- Explore the material -
1. Retype everything from "The drug acyclovir, used" down to "who are co-infected." in the article on acyclovir and HIV-1, word for word.
2. Pick up the article on acyclovir and HIV-1 at the point where it stops and keep writing it.

- Extract to read -

-- Acyclovir is a successful anti-herpesvirus drug that also can directly suppress HIV-1 in herpesvirus-infected tissues.
-- The viral process of phosphorylation that selectively activates acyclovir to suppress herpesviruses also activates the drug to suppress HIV-1.
-- Acyclovir analogs that have been modified also can directly suppress HIV-1 in tissues that are not infected with HSV.
-- New drugs based on acyclovir could be developed to treat HIV in combination with other antiretroviral drugs.
The drug acyclovir, used successfully for decades to suppress outbreaks of oral and genital herpes, also can directly suppress HIV-1 in tissues already infected with a herpesvirus, researchers have discovered. The finding opens the way for the development of a new type of anti-HIV drug based on acyclovir.
The research is published online by the journal "Cell Host & Microbe." The international research team included scientists from Emory University, the Atlanta Veterans Affairs Medical Center, the National Institute of Child Health and Human Development (NICHD), McGill University, Leuven University and Cardiff University.
Herpes simplex virus 2 (HSV-2), which causes genital herpes, is often found in HIV-1 infected persons. HSV-2 has been found to increase HIV-1 transmission and a worse clinical outcome in those who are co-infected.
Although researchers previously have found that acyclovir can suppress HIV-1 in those co-infected with herpesviruses, until now this effect was believed to be an indirect result of suppressing the inflammation caused by herpes. The current study, however, shows that acyclovir has a direct effect on suppressing HIV-1 in tissue that is co-infected with several herpesviruses, not necessarily HSV-2.
When acyclovir is given to persons infected with herpesviruses, it is selectively activated through a viral-induced process called phosphorylation, in which a viral enzyme adds a chemical group containing phosphorous. The activated form of acyclovir, called acyclovir triphosphate, is very effective in suppressing herpesviruses. The research team, using human tonsil as well as other tissues, discovered that this same chemical process activates acyclovir to directly inhibit the HIV-1 reverse transcriptase, which is necessary for HIV-1 to translate its genetic information from HIV RNA into viral DNA and to reproduce.

- Exercise data -
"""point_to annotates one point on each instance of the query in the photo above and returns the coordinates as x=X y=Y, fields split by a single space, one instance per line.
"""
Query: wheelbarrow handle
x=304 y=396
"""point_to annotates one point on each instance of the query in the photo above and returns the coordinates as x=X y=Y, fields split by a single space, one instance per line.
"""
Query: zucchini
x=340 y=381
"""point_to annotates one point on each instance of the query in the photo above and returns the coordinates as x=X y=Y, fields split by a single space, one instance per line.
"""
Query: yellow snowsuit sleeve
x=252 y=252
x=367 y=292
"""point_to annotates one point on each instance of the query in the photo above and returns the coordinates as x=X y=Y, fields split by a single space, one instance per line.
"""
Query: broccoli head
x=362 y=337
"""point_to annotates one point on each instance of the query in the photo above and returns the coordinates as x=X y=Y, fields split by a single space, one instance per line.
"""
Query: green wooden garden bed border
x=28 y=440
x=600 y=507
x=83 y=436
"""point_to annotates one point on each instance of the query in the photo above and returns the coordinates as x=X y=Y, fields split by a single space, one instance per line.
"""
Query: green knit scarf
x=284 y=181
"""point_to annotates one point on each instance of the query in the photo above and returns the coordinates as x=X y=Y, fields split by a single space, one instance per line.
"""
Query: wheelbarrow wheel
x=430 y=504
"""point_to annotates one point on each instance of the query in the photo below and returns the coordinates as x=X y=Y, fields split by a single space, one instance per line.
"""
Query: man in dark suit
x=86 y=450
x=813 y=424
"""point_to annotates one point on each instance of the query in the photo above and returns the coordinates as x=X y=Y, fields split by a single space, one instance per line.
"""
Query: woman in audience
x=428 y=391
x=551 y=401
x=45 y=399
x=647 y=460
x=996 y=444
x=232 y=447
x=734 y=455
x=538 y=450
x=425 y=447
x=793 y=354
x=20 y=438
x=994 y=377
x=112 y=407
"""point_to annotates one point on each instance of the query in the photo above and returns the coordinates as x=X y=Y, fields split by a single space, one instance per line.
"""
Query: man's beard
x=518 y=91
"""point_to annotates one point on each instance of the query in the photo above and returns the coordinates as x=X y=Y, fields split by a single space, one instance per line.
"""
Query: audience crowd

- List of answers -
1.
The drug acyclovir, used successfully for decades to suppress outbreaks of oral and genital herpes, also can directly suppress HIV-1 in tissues already infected with a herpesvirus, researchers have discovered. The finding opens the way for the development of a new type of anti-HIV drug based on acyclovir.
The research is published online by the journal "Cell Host & Microbe." The international research team included scientists from Emory University, the Atlanta Veterans Affairs Medical Center, the National Institute of Child Health and Human Development (NICHD), McGill University, Leuven University and Cardiff University.
Herpes simplex virus 2 (HSV-2), which causes genital herpes, is often found in HIV-1 infected persons. HSV-2 has been found to increase HIV-1 transmission and a worse clinical outcome in those who are co-infected.

2.
The researchers also discovered that acyclovir was not effective in suppressing HIV-1 in tissues that were not infected with herpesviruses or in herpesvirus-free cell cultures. When they added herpesvirus-infected cells to these cultures, however, acyclovir was activated to suppress HIV-1.
The researchers also found that if they provided a "prodrug" version of pre-phosphorylated acyclovir to HIV-infected tissue it also suppressed HIV, bypassing the need for activation by a herpesvirus.
Although herpes simplex virus 1 (HSV-1) and herpes simplex virus 2 (HSV-2) are the most well known of these viruses, several of the most widespread herpesviruses are benign and asymptomatic and are harbored by most people. Now, the researchers showed that these widespread herpesviruses also can activate acyclovir into a HIV-1 inhibitor and acyclovir suppresses HIV in human tissues coinfected with these viruses.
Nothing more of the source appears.